WHAT YOU WILL DO
From the comment thread on e-ink displays below, list every shortcoming that commenters state about the Dasung Paperlike 103 e-ink monitor.

TEXT EXCERPT

* * *

The market might just not be big enough to warrant creating a product.
> the whole modus operandi for desktop environments is not made with e-ink in mind
It used-to be in the DOS and terminal days, and it wouldn't take much to get us back there. Shut off all the eye-candy transition effects. Make your web browser, PDF viewer, etc., always scroll a full page at a time, instead of scrolling 1mm when you click on the button or use the mouse wheel. Just those few changes and you'll have something that'll work pretty well.
The problem is, you can't doom scroll 1 minute videos on e-ink.
It's a feature of course, but most people don't realize it.
But it was. 90s laptops had a refresh rate comparable to e-ink. That's why the windows mouse cursor can be configured to leave a trace.
It could be sold without any dedicated software, and let the community come up with the interface. Just an LVDS display that fits a widely available Thinkpad would do it.
CWM or any light WM could perfectly fit. Once you either use terminal tools or ancient Motif applications (or QT with no animations at all), everything looks usable. Forget Gnome 4 or Plasma with all the bells and wistles on.
https://shop.dasung.com/products/dasung-paperlike-103-the-wo...
This is that product. A 60 Hz eink monitor, for $340.
I have one of these. It's only 'ok'. There is significant ghosting and it's not very good when the scene is dark, but it's much better than my BOOX tablet. I just got it so I'm still experimenting with different uses.
Here's a clip of it playing video: https://youtu.be/povlk3hKTVA
I had no idea such a thing existed, thanks - did you need to install anything to get it working or does it just plug and go like a normal monitor?
Wow that’s far more impressive than I expected. I want a laptop with this for programming…
On the product page "Linux is not supported"... What a bummer!
It's specifically says no Linux support. It seems to me that excludes a large portion of tinkerers and those willing to accept the downsides of bleeding edge technologies, which is probably also their target market. Such as me.
I don't really want an e-ink "monitor" as that does not really play into the advantages of an e-ink display. By the time the e-ink display is uprated enough to act as a monitor It feels like a lot of the advantages of e-ink are lost and the display server does not really downrate enough to utilize e-ink's strength.
But an e-ink "terminal" would be nice, not an actual tty but something more like a tablet form factor that has a few buttons, little to no internal smarts and you can push images to it.
Funnily you're describing https://usetrmnl.com/ which also happens to be pretty hacker friendly.
Until now, I had resisted the urge to order one
But now that they have a bigger version, with controls and a clear case...
I'm not sure that I should be thanking you for making me spend money!
> not an actual tty
Hold up, this could be good
this would do? https://shop.dasung.com/products/dasung-paperlike-103-the-wo...
No HDMI is really sad. This means there are probably closed source drivers. Linux is not mentioned as supported, so I suspect crapware.
PineNote?
I love when a blog post starts with demonstration of end result.
What's the cheapest eInk display one can get, like phone sized or tablet sized? I mean just for experimentation.
I'd look for an Inkplate on ebay. I got the 10 inch one for about £60 which is very good.
Since Boox runs android, you can also run a shell on it using termius and simply ssh to a host device instead of setting up vnc, if you have a terminal based workflow.
Benefits aside, but the latency / refresh rate makes it not usable for practical purpose, ergonomics nightmare.
So it is vim on the eink screen, mostly?

* * *

DATA SECTION

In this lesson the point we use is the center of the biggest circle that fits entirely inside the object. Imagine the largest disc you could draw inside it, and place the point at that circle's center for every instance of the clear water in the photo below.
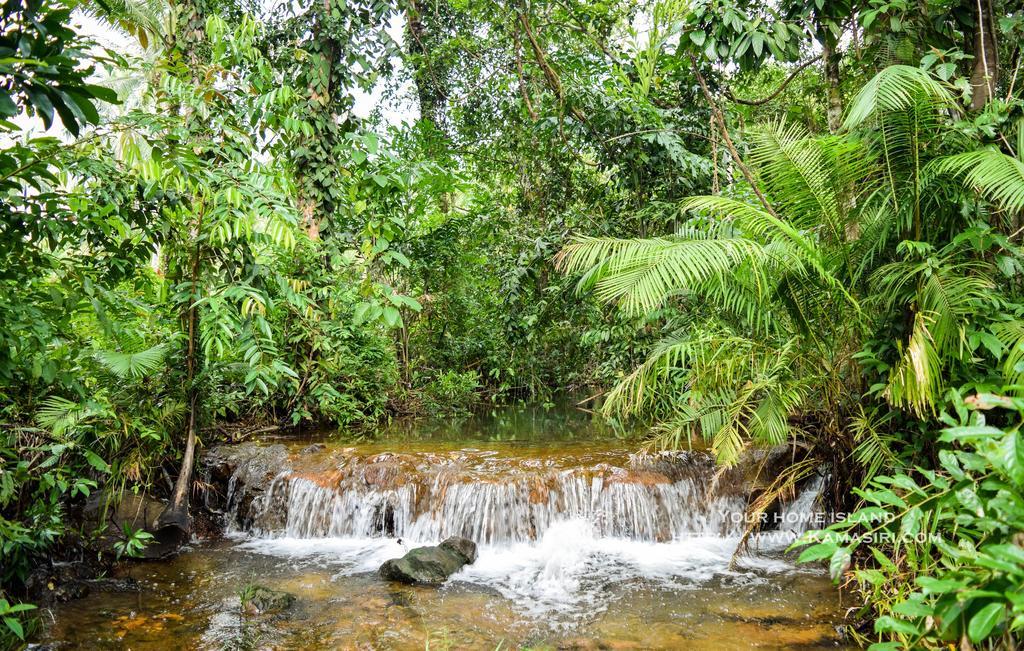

* * *

TASK RESPONSE
- Significant ghosting
- Poor performance when the scene is dark
- No Linux support
- No HDMI